WHAT IS NEEDED
The whole listing must be printed again without any alteration.

AVAILABLE DATA
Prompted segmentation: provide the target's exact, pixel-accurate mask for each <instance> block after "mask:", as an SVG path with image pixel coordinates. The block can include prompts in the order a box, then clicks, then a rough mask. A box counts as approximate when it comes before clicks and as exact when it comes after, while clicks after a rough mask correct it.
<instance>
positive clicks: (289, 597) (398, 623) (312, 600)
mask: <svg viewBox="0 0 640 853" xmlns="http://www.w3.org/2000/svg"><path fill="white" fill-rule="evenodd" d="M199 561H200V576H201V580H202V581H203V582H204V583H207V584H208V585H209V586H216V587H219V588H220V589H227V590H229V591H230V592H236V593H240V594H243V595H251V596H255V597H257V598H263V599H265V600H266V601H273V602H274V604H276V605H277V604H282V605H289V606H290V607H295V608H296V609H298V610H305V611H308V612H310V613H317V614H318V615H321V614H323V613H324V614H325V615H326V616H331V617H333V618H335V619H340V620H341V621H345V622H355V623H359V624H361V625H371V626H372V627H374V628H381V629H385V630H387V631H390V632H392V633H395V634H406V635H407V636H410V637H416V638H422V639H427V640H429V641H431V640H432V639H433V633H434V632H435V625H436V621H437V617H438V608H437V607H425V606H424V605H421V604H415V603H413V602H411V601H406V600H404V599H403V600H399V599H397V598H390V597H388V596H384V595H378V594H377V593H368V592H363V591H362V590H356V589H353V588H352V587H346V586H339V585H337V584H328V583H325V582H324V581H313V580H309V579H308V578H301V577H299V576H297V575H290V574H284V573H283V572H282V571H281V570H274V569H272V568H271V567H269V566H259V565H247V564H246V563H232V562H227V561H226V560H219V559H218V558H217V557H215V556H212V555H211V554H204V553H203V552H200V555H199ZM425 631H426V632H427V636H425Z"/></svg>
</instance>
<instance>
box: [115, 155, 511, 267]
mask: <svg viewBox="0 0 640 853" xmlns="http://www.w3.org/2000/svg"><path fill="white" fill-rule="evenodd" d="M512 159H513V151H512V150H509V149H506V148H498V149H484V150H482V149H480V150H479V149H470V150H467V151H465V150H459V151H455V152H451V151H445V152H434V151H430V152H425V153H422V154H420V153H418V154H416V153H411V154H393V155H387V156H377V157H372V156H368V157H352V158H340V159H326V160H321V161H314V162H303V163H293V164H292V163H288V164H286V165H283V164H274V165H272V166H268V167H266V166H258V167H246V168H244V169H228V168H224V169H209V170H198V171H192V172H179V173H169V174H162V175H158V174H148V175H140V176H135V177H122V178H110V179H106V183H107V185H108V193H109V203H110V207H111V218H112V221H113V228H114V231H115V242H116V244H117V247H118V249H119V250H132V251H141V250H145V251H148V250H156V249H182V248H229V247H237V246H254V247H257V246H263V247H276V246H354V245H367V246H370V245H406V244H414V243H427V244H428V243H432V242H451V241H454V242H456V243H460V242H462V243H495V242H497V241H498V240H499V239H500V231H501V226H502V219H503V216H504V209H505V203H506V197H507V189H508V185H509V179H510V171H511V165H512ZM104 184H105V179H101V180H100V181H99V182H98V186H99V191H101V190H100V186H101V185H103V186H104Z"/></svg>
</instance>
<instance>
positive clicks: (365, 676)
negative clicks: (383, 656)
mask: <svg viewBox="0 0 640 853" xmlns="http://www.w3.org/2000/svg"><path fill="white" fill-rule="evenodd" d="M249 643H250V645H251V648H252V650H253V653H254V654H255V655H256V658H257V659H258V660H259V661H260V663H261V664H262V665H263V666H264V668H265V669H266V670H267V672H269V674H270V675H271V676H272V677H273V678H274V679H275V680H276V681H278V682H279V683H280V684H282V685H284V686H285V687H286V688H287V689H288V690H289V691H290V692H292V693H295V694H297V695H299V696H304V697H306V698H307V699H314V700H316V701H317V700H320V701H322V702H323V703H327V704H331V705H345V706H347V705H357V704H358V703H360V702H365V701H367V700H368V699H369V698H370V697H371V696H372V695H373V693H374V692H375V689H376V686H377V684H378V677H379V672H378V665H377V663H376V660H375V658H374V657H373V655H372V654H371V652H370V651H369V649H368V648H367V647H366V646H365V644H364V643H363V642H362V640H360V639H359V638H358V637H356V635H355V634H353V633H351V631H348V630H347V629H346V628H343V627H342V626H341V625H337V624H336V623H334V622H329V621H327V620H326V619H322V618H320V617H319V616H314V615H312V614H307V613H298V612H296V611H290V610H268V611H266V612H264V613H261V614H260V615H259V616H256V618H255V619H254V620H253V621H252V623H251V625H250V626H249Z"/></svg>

ANSWER TO THE PROBLEM
Prompted segmentation: provide the target's exact, pixel-accurate mask for each <instance> block after "mask:", as an SVG path with image pixel coordinates. The block can include prompts in the order a box, then clicks, then a rough mask. A box counts as approximate when it comes before clicks and as exact when it comes after, while clicks after a rough mask correct it.
<instance>
positive clicks: (289, 597) (398, 623) (312, 600)
mask: <svg viewBox="0 0 640 853" xmlns="http://www.w3.org/2000/svg"><path fill="white" fill-rule="evenodd" d="M199 561H200V576H201V580H202V581H203V582H204V583H207V584H208V585H209V586H216V587H219V588H220V589H227V590H229V591H230V592H236V593H240V594H243V595H251V596H255V597H257V598H263V599H265V600H266V601H273V602H274V604H276V605H277V604H282V605H289V606H290V607H295V608H296V609H298V610H305V611H308V612H310V613H317V614H318V615H321V614H323V613H324V614H325V615H326V616H331V617H333V618H335V619H340V620H341V621H345V622H355V623H359V624H361V625H371V626H372V627H374V628H381V629H385V630H387V631H390V632H392V633H395V634H406V635H407V636H410V637H416V638H422V639H427V640H429V641H431V640H432V639H433V633H434V632H435V625H436V621H437V617H438V608H437V607H425V606H424V605H421V604H415V603H413V602H411V601H406V600H404V599H403V600H399V599H397V598H390V597H388V596H384V595H378V594H377V593H368V592H363V591H362V590H356V589H353V588H352V587H346V586H339V585H337V584H328V583H325V582H324V581H313V580H309V579H308V578H301V577H299V576H297V575H290V574H284V573H283V572H282V571H281V570H274V569H272V568H271V567H269V566H259V565H247V564H246V563H232V562H227V561H226V560H219V559H218V558H217V557H215V556H212V555H211V554H204V553H203V552H200V555H199ZM425 631H426V632H427V636H425Z"/></svg>
</instance>
<instance>
box: [115, 155, 511, 267]
mask: <svg viewBox="0 0 640 853" xmlns="http://www.w3.org/2000/svg"><path fill="white" fill-rule="evenodd" d="M512 159H513V151H512V150H509V149H506V148H498V149H484V150H482V149H480V150H479V149H470V150H467V151H465V150H459V151H455V152H451V151H445V152H434V151H430V152H425V153H422V154H420V153H418V154H416V153H411V154H393V155H387V156H377V157H372V156H368V157H352V158H340V159H326V160H321V161H314V162H303V163H293V164H292V163H288V164H286V165H283V164H274V165H272V166H268V167H266V166H258V167H246V168H244V169H228V168H224V169H209V170H198V171H192V172H179V173H169V174H162V175H158V174H148V175H140V176H135V177H122V178H110V179H106V183H107V185H108V193H109V203H110V207H111V218H112V221H113V228H114V231H115V242H116V244H117V247H118V249H119V250H132V251H141V250H145V251H148V250H156V249H182V248H229V247H237V246H254V247H257V246H263V247H276V246H354V245H367V246H370V245H406V244H414V243H427V244H428V243H432V242H451V241H454V242H456V243H460V242H462V243H495V242H497V241H498V240H499V239H500V231H501V226H502V219H503V216H504V209H505V203H506V197H507V189H508V185H509V179H510V171H511V165H512ZM104 184H105V179H101V180H100V181H99V182H98V186H99V191H101V190H100V186H101V185H103V186H104Z"/></svg>
</instance>
<instance>
positive clicks: (365, 676)
negative clicks: (383, 656)
mask: <svg viewBox="0 0 640 853" xmlns="http://www.w3.org/2000/svg"><path fill="white" fill-rule="evenodd" d="M249 643H250V645H251V648H252V650H253V653H254V654H255V655H256V658H257V659H258V660H259V661H260V663H261V664H262V665H263V666H264V668H265V669H266V670H267V672H269V674H270V675H271V676H272V677H273V678H274V679H275V680H276V681H278V682H279V683H280V684H282V685H284V686H285V687H286V688H287V689H288V690H289V691H290V692H292V693H295V694H297V695H299V696H304V697H306V698H307V699H314V700H316V701H317V700H320V701H322V702H323V703H327V704H331V705H345V706H347V705H357V704H358V703H360V702H365V701H367V700H368V699H369V698H370V697H371V696H372V695H373V693H374V692H375V689H376V686H377V684H378V677H379V672H378V665H377V663H376V660H375V658H374V657H373V655H372V654H371V652H370V651H369V649H368V648H367V647H366V646H365V644H364V643H363V642H362V640H360V639H359V638H358V637H356V635H355V634H353V633H351V631H348V630H347V629H346V628H343V627H342V626H341V625H337V624H336V623H334V622H329V621H327V620H326V619H322V618H320V617H319V616H314V615H312V614H307V613H298V612H296V611H290V610H268V611H266V612H264V613H261V614H260V615H259V616H256V618H255V619H254V620H253V621H252V623H251V625H250V626H249Z"/></svg>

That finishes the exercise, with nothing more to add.